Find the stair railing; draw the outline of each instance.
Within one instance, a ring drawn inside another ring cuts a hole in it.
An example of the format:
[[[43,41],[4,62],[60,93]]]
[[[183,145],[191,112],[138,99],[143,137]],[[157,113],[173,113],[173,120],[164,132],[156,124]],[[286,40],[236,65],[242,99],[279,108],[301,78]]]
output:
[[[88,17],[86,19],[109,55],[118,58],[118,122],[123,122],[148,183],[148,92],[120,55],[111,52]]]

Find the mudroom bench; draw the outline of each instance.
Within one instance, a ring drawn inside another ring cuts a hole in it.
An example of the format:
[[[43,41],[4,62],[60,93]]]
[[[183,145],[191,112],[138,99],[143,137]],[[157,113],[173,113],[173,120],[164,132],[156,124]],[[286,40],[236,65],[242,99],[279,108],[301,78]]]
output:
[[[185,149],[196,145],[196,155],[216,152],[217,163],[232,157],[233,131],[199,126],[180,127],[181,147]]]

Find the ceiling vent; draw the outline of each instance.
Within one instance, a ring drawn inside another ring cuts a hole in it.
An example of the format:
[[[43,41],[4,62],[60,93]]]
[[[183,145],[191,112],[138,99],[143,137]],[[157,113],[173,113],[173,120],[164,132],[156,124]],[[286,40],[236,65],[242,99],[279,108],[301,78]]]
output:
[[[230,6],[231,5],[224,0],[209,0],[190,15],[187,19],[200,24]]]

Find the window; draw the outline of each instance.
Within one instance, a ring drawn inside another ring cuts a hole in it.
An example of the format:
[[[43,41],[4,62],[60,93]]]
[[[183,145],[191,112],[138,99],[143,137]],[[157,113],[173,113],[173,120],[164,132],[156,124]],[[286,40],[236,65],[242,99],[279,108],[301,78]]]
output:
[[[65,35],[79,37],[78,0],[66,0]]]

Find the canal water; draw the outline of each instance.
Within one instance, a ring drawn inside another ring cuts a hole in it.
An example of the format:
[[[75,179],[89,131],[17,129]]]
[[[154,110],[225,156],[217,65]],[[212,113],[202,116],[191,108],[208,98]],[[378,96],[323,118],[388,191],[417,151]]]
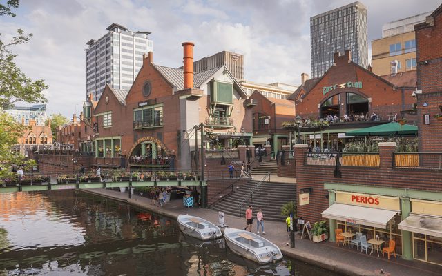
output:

Objective
Please reproduce the listing above word for word, covering it from start to end but leaving out the pictures.

The completed task
Find the stair railing; draw the outline of each instance.
Within one instance, a ring drawn inside another ring cuts a hole in it.
An example of the format:
[[[43,41],[4,62],[60,93]]]
[[[183,145],[191,112],[138,99],[143,137]],[[157,113],[173,113],[173,120],[164,132],[156,124]],[[286,40],[236,65],[242,99],[279,108],[301,78]]]
output:
[[[88,17],[86,19],[109,55],[118,58],[118,122],[123,122],[148,183],[148,92],[120,55],[111,52]]]

Find the mudroom bench; draw the outline of each instance.
Within one instance, a ring drawn inside another ring cuts a hole in it.
An example of the format:
[[[43,41],[4,62],[60,93]]]
[[[183,145],[191,112],[138,99],[143,137]],[[157,113],[173,113],[173,120],[164,132],[156,124]],[[286,40],[236,65],[242,99],[279,108],[301,78]]]
output:
[[[185,149],[196,145],[196,155],[216,152],[217,163],[232,157],[233,131],[199,126],[180,127],[181,147]]]

Find the ceiling vent; draw the outline of each instance.
Within one instance, a ring drawn inside another ring cuts a hole in it.
An example of the format:
[[[43,41],[4,62],[60,93]]]
[[[183,145],[191,112],[138,99],[143,137]],[[157,113],[173,113],[173,120],[164,132],[156,124]],[[286,40],[236,65],[242,99],[279,108],[301,78]]]
output:
[[[230,6],[231,5],[224,0],[209,0],[190,15],[187,19],[200,24]]]

Find the window; draw the outline of each instance.
Within one instance, a ring drawn inside another ring cuts a hole in it.
An example of the format:
[[[43,41],[4,62],[60,93]]]
[[[183,145],[191,112],[138,99],[143,137]],[[157,113],[173,113],[173,120],[164,132],[156,124]],[[286,40],[236,65],[242,99],[279,108],[301,78]]]
output:
[[[65,35],[79,37],[78,0],[66,0]]]

Find the canal water; draw the outline of each instance.
Within one instance, a ring drawn inside another ring cuts a hole in it.
An example of the format:
[[[75,179],[89,131],[17,129]]]
[[[154,110],[225,156],[217,65]],[[212,113],[202,116],[191,108],[208,98]],[[378,96],[323,118],[388,191],[417,151]]]
output:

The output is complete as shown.